PASSAGE FOR REVIEW =

----------------------------------------

A byproduct of the anaerobic breakdown of organic matter is biogas which consists mostly of methane (CH4: 50-75%) and Carbon Dioxide (CO2:25-50%) as well as trace amounts of other gases such as Nitrogen (N2), Hydrogen (H2) and Hydrogen Sulphide (H2S) and is therefore considered to be a greenhouse gas that should ideally be captured and burnt off. The methane in biogas is often separated from the other gases so that it can be used in industry for heating purposes. The first anaerobic digester was built by a leper colony in Bombay, India in 1859 and street lights were first lit using gas produced from a septic tank in Exeter, England in 1895 and currently there are over 4000 anaerobic digestors in Germany and 300 000 in China where they are used to develop methane gas for heating and electricity generation.

Although the batch method of supplying effluent to an anaerobic digestor is the simplest and least capital intensive method of this type of treatment with low levels of operator input and equipment, the attendant problems of odour production, likelihood of process failure due to inconsistency of the effluent and unsuitability to constant waste flows which would necessitate expensive and odorous storage, a continuous digestion process is usually preferable. There are two basic types of continuous processes used in wastewater treatment:

  • Upflow Anaerobic Sludge Blanket (UASB)
  • Expanded Granular Sludge Bed (EGSB)

 

UASB
The Upflow Anaerobic Sludge Blanket digestor relies on the wastewater effluent flowing upwards through a blanket of granular sludge suspended in the tank. The blanket is formed by small sludge granules comprising aggregates of bacteria. The wastewater stream leaving a UASB digestor requires further treatment using aerobic processes to reduce the organic contaminant levels but the biogas produced by the UASB process has a high percentage of methane. It is important to control the flow of effluent into a UASB digestor very carefully so as not to break up the sludge bed and therefore this type of treatment is not suited to all applications.

EGSB
A type of UASB process, in an Expanded Granular Sludge Bed digestor the upward flow rate of wastewater passing through the sludge blanket is increased so that the blanket becomes partially fluidized which improves sludge contact with the wastewater and enhances segregation of small inactive suspended particle from the sludge bed. The increased flow rate is typically brought about by recycling the sludge or using very tall reactor vessels.

Tertiary Treatment

The purpose of tertiary treatment, or polishing, is to improve the effluent quality before it is discharged back into the environment. This is typically achieved using either or reedbeds that have been constructed specifically for this purpose using suitable materials and plants.

Lagoons
The wastewater effluent discharged from a secondary treatment process is improved in a lagoon (or pond) by the action of settlement and biological improvement through the activity of other naturally occurring organisms, flora and fauna. Lagoons need to be highly aerobic and it is important to size the lagoons according to the effluent flow rate entering them to avoid them becoming overloaded and turning anaerobic.

----------------------------------------

DATA FOR ANALYSIS =

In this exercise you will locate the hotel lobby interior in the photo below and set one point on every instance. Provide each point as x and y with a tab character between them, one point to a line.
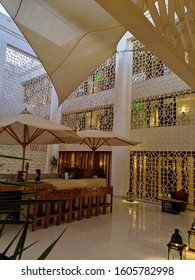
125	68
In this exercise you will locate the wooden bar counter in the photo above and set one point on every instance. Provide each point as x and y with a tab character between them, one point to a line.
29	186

----------------------------------------

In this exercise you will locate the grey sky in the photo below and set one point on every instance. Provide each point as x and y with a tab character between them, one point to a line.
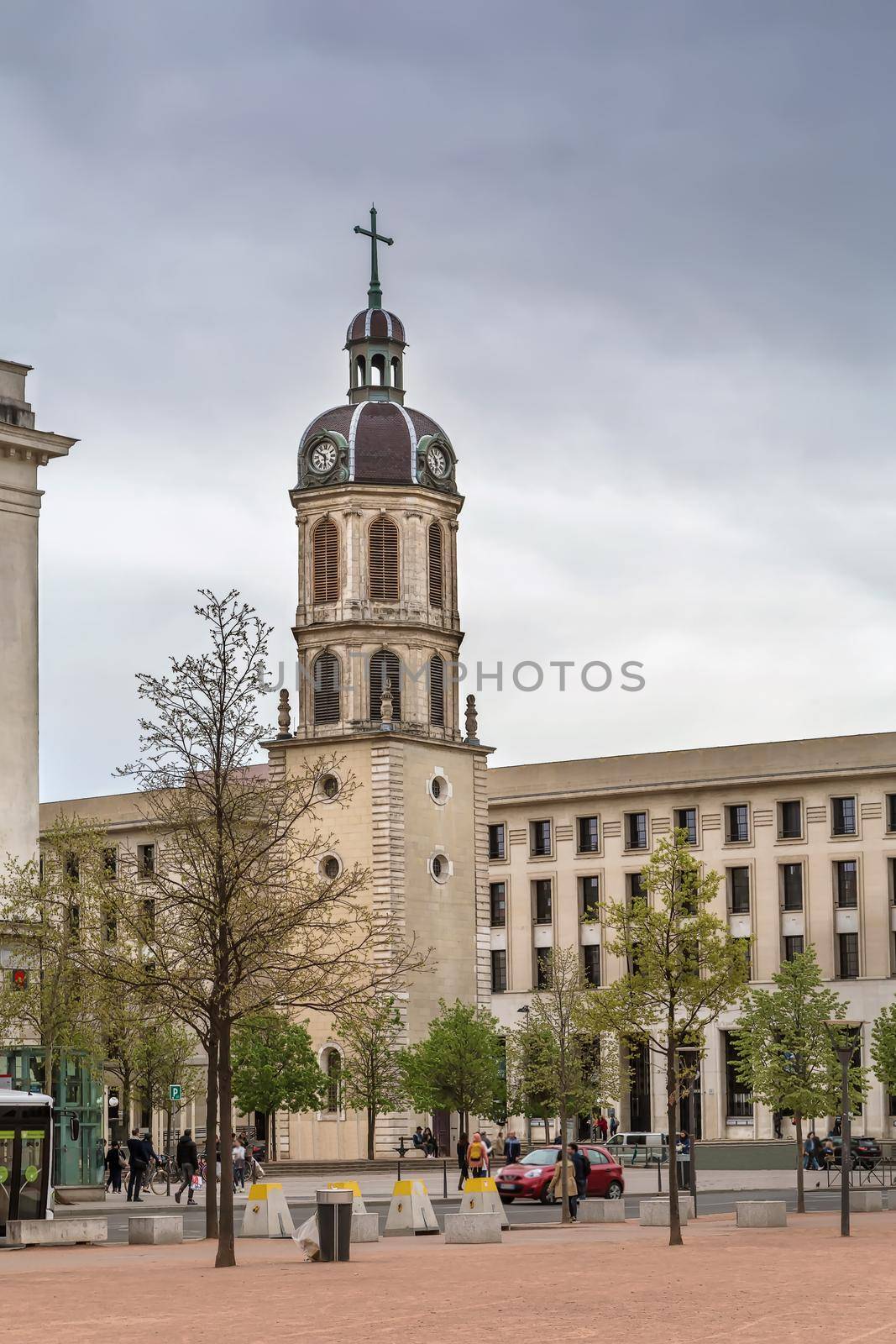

----------------------------------------

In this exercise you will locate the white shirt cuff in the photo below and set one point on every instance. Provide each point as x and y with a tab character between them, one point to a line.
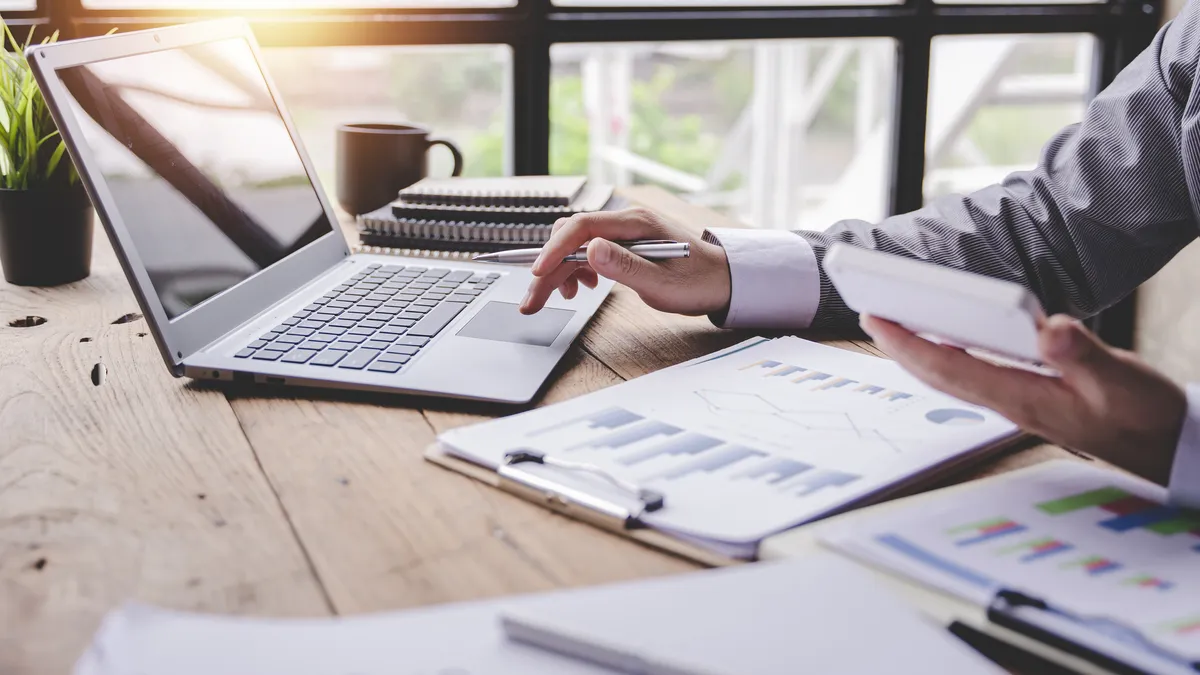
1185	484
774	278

----------------------------------------

YOUR GOAL = Can you print the wastewater treatment text word for word, from "The purpose of" to "materials and plants."?

ANSWER =
The purpose of tertiary treatment, or polishing, is to improve the effluent quality before it is discharged back into the environment. This is typically achieved using either or reedbeds that have been constructed specifically for this purpose using suitable materials and plants.